Kutipan yang Diberikan:
Di sebuah kedai kopi di pusat Kota Batam, Kepulauan Riau, Je Yatmoko (37) begitu antusias mengisahkan kecintaannya akan film. Karena tergila-gila menonton film semasa SMA, ia sampai bolos sekolah untuk pergi ke bioskop. “Tapi waktu itu filmnya jelek-jelek. Jadi, saya berpikir, ‘Kapan, ya, aku bisa bikin film bagus,’” katanya kepada HMS, 13 Oktober 2020.
Karena tidak mendapat restu orang tuanya untuk melanjutkan pendidikan dalam bidang film, Je akhirnya kuliah jurusan teknik mesin di Yogyakarta. Namun, hal itu tidak melunturkan semangatnya untuk belajar membuat film. Ia pun bergabung dengan Kinema, unit kegiatan mahasiswa bidang perfilman. Selesai kuliah, ia tinggal di Singapura dan aktif menulis artikel film untuk dikirim ke majalah dan surat kabar. Tahun 2014 ia pindah ke Batam, mencari komunitas, dan mulai membuat film pendek.
Sejauh ini ada tujuh film pendek yang sudah dibuat oleh Je Yatmoko, yaitu Wormacting Cemetery (2014), Cemetery (2014), Artefak (2015), The Stork Who Dropped Me (2016), SARA Evil Wishes (2017), Song of The Sunbeams (2018), dan Contrast (2019).

Daftar yang Diberikan:
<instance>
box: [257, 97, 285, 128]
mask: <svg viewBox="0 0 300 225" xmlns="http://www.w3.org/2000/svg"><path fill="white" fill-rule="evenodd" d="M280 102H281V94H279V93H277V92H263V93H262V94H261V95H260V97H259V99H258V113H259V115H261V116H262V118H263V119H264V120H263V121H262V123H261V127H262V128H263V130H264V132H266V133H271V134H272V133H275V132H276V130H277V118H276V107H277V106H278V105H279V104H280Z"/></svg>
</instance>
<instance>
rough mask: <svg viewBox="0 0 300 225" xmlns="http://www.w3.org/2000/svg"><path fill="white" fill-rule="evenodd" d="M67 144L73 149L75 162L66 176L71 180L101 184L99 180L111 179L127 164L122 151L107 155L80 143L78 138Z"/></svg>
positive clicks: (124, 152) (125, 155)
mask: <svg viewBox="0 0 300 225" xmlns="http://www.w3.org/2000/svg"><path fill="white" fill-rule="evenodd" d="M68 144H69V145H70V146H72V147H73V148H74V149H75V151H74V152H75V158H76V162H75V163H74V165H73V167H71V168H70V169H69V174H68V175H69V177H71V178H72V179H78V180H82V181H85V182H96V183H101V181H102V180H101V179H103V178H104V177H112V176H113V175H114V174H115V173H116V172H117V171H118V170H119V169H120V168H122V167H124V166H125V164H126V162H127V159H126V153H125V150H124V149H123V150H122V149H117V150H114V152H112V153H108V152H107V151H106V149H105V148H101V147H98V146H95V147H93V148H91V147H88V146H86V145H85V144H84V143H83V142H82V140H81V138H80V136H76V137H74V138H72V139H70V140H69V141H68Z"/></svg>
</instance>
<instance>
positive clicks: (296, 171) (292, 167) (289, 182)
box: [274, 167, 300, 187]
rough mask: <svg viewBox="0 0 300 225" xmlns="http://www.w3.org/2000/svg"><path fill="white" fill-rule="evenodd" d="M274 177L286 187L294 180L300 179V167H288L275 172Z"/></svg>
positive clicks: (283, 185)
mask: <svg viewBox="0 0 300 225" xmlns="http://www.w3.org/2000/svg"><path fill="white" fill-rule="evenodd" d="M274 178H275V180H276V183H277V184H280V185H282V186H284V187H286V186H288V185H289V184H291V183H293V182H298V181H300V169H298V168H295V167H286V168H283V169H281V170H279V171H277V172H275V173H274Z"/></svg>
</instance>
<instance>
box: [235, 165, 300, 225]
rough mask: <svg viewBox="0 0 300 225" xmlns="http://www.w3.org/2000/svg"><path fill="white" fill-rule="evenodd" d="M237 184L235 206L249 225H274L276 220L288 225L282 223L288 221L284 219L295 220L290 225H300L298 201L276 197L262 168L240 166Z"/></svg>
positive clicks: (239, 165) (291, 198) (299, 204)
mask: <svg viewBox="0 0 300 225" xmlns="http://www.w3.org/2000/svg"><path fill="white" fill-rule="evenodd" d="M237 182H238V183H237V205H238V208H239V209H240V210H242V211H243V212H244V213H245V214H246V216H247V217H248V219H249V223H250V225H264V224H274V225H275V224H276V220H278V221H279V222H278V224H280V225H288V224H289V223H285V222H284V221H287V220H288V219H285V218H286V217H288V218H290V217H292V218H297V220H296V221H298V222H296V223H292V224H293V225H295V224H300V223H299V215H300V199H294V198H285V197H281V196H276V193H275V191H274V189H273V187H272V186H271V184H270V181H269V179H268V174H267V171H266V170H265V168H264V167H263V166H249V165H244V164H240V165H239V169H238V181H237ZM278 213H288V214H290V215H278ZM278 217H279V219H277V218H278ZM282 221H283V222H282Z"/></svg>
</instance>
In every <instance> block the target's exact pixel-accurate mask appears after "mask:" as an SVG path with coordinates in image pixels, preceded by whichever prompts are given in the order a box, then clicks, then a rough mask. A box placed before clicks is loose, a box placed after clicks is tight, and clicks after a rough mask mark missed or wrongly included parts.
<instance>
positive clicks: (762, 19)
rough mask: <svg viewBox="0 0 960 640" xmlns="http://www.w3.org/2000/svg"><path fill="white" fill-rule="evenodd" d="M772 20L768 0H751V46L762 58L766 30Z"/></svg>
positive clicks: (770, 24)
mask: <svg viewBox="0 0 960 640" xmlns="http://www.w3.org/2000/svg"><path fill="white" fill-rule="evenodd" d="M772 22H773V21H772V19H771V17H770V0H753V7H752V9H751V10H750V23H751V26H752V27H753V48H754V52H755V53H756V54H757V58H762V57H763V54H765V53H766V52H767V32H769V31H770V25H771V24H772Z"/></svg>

Tugas Anda: Tampilkan secara persis bagian kutipan tentang Je Yatmoko, mulai dari "Di sebuah kedai" dan berlanjut hingga "membuat film pendek.". Daftar tersebut diambil dari sumber yang berbeda.

Jawaban Latihan:
Di sebuah kedai kopi di pusat Kota Batam, Kepulauan Riau, Je Yatmoko (37) begitu antusias mengisahkan kecintaannya akan film. Karena tergila-gila menonton film semasa SMA, ia sampai bolos sekolah untuk pergi ke bioskop. “Tapi waktu itu filmnya jelek-jelek. Jadi, saya berpikir, ‘Kapan, ya, aku bisa bikin film bagus,’” katanya kepada HMS, 13 Oktober 2020.
Karena tidak mendapat restu orang tuanya untuk melanjutkan pendidikan dalam bidang film, Je akhirnya kuliah jurusan teknik mesin di Yogyakarta. Namun, hal itu tidak melunturkan semangatnya untuk belajar membuat film. Ia pun bergabung dengan Kinema, unit kegiatan mahasiswa bidang perfilman. Selesai kuliah, ia tinggal di Singapura dan aktif menulis artikel film untuk dikirim ke majalah dan surat kabar. Tahun 2014 ia pindah ke Batam, mencari komunitas, dan mulai membuat film pendek.